▶ WORK ORDER 1
Retype the court opinion between "Joseph C. Thackery, Atty., N.L.R.B., Washington, D." and "153 N.L.R.B. 1265.", inclusive.
▶ WORK ORDER 2
Extend the Pizza Products court opinion, starting after its last shown sentence.

Pizza Products Corporation v. NLRB
Decision Date | 07 December 1966 |
Docket Number | No. 16697.,16697. |
Citation | 369 F.2d 431 |
Parties | PIZZA PRODUCTS CORPORATION and G. & W. Food Products of Ohio, Inc., Petitioners, v. NATIONAL LABOR RELATIONS BOARD, Respondent. |
Court | U.S. Court of Appeals — Sixth Circuit |
George R. Hewes, Toledo, Ohio, for petitioners.
Joseph C. Thackery, Atty., N.L.R.B., Washington, D. C., for respondent, Arnold Ordman, Gen. Counsel, Dominick L. Manoli, Associate Gen. Counsel, Marcel Mallet-Prevost, Asst. Gen. Counsel, Nancy M. Sherman, Atty., N.L.R.B., Washington, D. C., on brief.
Before O'SULLIVAN, PHILLIPS and PECK, Circuit Judges.
A joint petition to review and set aside the order of the National Labor Relations Board has been filed by petitioners, two closely held Ohio corporations. The Board filed a cross application for enforcement of its order, which is reported along with its decision at 153 N.L.R.B. 1265.
The first question to be considered is whether the Board correctly treated the two corporations as a single employer under the Act. The Board held that the two corporations are a single employer for bargaining purposes, finding that: Gustav Feldtmann is president, treasurer, director and shareholder of each of the corporations and is actively engaged in the management of both; his wife and brother serve as directors of both corporations; the two corporations occupy the same premises, one renting space from the other; they share a common bookkeeper, but maintain separate books of account and payrolls for the two corporate entities; employees of the two companies have substantially the same terms and conditions of employment, wage rates and vacation allowance and share the same plant facilities; and employees of one corporation occasionally are "loaned" to the other when there is a temporary need for additional help.

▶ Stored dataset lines
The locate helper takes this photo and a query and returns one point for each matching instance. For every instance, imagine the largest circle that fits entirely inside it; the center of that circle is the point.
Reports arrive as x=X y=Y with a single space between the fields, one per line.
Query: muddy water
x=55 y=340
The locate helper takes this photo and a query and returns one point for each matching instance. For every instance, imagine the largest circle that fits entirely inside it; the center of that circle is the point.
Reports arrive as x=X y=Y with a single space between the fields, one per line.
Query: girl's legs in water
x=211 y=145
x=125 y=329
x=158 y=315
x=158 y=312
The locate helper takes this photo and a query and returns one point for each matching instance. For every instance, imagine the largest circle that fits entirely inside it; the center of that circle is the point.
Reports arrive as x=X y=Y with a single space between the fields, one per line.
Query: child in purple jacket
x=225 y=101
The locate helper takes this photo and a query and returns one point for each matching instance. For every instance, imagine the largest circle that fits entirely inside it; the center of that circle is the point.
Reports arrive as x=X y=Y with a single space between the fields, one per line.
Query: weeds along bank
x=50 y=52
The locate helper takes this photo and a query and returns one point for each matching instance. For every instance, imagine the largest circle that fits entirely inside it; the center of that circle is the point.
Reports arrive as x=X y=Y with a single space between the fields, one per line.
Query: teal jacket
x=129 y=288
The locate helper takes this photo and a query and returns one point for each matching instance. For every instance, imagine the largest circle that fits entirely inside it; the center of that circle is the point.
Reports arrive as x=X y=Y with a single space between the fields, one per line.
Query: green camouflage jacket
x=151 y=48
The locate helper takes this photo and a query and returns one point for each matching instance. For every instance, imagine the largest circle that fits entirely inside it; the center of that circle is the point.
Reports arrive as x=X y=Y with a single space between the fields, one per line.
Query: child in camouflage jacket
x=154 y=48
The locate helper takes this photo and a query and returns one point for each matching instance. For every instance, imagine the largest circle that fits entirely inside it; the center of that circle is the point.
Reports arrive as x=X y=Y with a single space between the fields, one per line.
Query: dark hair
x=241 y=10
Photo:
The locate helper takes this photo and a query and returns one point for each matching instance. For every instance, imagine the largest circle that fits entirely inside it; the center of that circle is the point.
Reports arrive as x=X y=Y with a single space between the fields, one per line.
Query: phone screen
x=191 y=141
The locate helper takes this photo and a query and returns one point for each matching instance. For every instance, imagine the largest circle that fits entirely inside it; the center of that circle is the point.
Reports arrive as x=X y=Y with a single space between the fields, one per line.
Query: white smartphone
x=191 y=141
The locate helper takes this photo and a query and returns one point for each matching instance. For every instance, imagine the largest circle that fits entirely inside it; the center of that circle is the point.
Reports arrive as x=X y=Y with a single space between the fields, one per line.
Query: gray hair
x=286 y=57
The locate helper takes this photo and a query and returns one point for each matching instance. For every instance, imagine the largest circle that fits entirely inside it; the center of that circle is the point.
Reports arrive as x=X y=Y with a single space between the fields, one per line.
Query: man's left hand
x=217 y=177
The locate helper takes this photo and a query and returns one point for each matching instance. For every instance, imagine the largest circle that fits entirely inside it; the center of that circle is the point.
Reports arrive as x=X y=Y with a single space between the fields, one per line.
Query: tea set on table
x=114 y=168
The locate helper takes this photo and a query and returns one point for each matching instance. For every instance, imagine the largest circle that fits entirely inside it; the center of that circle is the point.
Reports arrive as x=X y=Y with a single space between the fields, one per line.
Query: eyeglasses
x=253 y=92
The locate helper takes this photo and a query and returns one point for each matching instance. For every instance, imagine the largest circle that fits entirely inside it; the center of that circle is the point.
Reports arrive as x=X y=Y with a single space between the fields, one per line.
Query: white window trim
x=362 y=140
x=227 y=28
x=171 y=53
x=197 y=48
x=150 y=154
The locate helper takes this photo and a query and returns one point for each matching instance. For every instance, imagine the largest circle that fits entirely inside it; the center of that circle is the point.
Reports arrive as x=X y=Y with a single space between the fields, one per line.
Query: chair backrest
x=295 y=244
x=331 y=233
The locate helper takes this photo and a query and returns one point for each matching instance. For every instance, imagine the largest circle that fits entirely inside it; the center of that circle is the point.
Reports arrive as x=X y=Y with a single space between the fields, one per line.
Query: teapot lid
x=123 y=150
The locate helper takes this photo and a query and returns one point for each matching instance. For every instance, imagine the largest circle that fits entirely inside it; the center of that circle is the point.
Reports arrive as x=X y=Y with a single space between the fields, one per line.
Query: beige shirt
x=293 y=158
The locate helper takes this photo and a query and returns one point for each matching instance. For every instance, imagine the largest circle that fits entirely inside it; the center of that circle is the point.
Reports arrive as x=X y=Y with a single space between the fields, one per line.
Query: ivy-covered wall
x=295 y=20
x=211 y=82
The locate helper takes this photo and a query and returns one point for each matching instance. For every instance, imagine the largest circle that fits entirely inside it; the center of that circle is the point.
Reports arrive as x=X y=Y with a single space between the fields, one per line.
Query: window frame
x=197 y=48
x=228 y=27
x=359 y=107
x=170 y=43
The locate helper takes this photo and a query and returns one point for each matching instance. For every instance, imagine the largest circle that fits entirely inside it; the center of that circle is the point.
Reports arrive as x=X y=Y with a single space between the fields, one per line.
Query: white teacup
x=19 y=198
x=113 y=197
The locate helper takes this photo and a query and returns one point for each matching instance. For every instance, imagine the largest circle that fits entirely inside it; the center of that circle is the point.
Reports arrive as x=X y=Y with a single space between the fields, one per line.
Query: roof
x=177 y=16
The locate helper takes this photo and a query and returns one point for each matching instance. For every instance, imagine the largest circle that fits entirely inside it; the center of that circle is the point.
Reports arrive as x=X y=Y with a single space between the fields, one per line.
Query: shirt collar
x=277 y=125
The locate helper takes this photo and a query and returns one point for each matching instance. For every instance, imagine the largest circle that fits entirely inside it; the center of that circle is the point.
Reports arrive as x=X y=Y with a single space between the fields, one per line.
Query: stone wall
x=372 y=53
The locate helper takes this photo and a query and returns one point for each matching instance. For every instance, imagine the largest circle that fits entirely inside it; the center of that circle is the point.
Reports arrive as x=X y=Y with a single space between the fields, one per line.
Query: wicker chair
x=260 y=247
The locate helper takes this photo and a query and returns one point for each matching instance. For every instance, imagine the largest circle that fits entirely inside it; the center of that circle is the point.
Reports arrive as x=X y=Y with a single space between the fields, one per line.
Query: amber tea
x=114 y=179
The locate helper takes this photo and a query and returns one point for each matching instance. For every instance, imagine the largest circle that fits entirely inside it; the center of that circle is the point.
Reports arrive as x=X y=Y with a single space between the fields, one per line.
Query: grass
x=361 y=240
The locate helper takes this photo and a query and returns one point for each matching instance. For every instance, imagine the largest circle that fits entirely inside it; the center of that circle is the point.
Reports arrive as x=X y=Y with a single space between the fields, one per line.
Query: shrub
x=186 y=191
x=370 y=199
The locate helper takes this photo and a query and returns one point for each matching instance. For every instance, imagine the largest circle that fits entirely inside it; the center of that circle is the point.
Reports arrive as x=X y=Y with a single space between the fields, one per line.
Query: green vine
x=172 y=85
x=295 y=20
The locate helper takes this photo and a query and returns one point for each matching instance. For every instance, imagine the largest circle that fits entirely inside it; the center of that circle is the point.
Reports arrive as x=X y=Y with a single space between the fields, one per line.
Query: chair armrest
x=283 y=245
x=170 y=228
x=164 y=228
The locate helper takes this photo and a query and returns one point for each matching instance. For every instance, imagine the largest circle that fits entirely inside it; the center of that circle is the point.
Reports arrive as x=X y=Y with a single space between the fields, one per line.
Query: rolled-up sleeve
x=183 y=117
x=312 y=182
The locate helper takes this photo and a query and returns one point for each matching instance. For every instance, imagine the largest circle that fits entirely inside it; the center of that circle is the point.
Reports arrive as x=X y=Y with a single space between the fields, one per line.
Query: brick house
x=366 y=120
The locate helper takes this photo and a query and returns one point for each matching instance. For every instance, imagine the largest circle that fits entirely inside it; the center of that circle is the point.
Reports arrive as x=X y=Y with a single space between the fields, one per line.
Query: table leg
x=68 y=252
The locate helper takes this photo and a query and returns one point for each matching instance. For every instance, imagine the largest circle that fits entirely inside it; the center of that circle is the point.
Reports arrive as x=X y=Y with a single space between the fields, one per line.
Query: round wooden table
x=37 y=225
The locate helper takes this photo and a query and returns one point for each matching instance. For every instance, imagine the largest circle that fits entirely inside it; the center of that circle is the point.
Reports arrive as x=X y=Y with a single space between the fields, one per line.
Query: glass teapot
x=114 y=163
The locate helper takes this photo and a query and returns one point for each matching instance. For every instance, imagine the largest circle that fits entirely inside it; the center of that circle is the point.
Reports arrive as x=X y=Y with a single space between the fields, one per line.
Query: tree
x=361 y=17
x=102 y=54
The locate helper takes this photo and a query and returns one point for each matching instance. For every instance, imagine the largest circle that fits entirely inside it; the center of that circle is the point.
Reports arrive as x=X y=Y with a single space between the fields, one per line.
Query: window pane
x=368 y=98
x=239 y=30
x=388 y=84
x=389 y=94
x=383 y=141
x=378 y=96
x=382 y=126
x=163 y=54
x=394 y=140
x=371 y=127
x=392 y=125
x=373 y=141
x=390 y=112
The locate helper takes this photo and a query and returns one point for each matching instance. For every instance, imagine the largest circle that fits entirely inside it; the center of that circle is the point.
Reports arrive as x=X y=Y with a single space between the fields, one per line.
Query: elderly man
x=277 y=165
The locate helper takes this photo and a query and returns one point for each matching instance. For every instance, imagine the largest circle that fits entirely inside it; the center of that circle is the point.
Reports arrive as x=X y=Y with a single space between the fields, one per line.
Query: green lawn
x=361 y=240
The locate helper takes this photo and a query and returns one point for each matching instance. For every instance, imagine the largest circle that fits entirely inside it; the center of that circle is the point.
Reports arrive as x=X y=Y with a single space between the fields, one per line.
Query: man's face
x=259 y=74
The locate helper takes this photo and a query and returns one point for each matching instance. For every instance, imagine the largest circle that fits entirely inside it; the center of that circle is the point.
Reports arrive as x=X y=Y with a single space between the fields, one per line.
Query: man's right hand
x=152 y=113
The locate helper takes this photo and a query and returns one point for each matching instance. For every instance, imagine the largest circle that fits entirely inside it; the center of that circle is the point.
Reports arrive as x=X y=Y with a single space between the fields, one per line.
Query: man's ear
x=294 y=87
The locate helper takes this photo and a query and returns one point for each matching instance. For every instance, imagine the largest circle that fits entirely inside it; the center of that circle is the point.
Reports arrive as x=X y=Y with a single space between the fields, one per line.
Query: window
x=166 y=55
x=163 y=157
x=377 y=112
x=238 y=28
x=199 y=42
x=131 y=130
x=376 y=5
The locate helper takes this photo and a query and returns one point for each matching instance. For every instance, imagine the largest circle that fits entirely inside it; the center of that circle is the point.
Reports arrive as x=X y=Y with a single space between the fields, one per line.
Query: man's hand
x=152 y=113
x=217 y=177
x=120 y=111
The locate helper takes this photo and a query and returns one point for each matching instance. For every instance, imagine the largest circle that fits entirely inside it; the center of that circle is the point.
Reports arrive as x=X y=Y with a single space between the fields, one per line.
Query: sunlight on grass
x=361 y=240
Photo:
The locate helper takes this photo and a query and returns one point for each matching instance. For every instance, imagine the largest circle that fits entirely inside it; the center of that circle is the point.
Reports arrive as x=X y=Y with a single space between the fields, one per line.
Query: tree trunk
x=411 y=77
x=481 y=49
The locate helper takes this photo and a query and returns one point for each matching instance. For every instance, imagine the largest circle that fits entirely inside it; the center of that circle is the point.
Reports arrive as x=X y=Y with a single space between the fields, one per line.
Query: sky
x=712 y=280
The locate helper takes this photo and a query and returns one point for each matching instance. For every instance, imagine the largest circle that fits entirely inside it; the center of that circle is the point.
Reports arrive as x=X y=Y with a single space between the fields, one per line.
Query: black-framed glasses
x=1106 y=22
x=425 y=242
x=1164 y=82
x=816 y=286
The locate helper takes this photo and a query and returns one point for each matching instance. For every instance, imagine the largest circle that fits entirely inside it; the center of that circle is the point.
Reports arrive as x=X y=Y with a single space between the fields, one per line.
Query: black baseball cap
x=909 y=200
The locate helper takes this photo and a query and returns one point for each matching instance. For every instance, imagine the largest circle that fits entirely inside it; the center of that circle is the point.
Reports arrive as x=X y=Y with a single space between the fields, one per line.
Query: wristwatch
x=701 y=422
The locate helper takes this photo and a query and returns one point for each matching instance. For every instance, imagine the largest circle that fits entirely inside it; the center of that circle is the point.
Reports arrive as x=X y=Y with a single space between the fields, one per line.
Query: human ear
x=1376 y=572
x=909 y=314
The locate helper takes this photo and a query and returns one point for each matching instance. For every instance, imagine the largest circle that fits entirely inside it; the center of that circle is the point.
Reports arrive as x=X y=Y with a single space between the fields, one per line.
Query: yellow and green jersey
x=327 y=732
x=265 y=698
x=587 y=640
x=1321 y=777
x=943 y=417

▶ ANSWER BOX 1
Joseph C. Thackery, Atty., N.L.R.B., Washington, D. C., for respondent, Arnold Ordman, Gen. Counsel, Dominick L. Manoli, Associate Gen. Counsel, Marcel Mallet-Prevost, Asst. Gen. Counsel, Nancy M. Sherman, Atty., N.L.R.B., Washington, D. C., on brief.
Before O'SULLIVAN, PHILLIPS and PECK, Circuit Judges.
A joint petition to review and set aside the order of the National Labor Relations Board has been filed by petitioners, two closely held Ohio corporations. The Board filed a cross application for enforcement of its order, which is reported along with its decision at 153 N.L.R.B. 1265.

▶ ANSWER BOX 2
Since these findings of fact are supported by substantial evidence, we conclude that the Board was justified in treating the two corporations as a single employer for jurisdictional purposes. N.L.R.B. v. City Yellow Cab Co., 344 F.2d 575, 577 (C.A. 6); N.L.R.B. v. Elias Brothers Big Boy, Inc., 325 F.2d 360, 362 (C.A. 6).
The union involved is the United Stone and Allied Product Workers of America, AFL-CIO, herein referred to as the union or the Stone Workers Union, which was found by the Board to represent a majority of the employees in the unit. Also involved is a local United Mine Workers Union, referred to herein as the Mine Workers.
The Board further found: (1) that petitioners violated Section 8(a) (1) of the Act, 29 U.S.C. § 158(a) (1), by threatening to close their plant if the employees selected a union as their representative, and by a coercive poll of employees concerning their union sympathies, and (2) that petitioners violated Section 8(a) (5) of the Act, 29 U.S.C. § 158(a) (5), by refusing to bargain with the union after a majority of employees had signed cards signifying the union as their exclusive bargaining representative. Petitioners were ordered to cease and desist from the Section 8(a) (1) violations, and upon request to bargain collectively with the union as exclusive representative of all employees in the unit.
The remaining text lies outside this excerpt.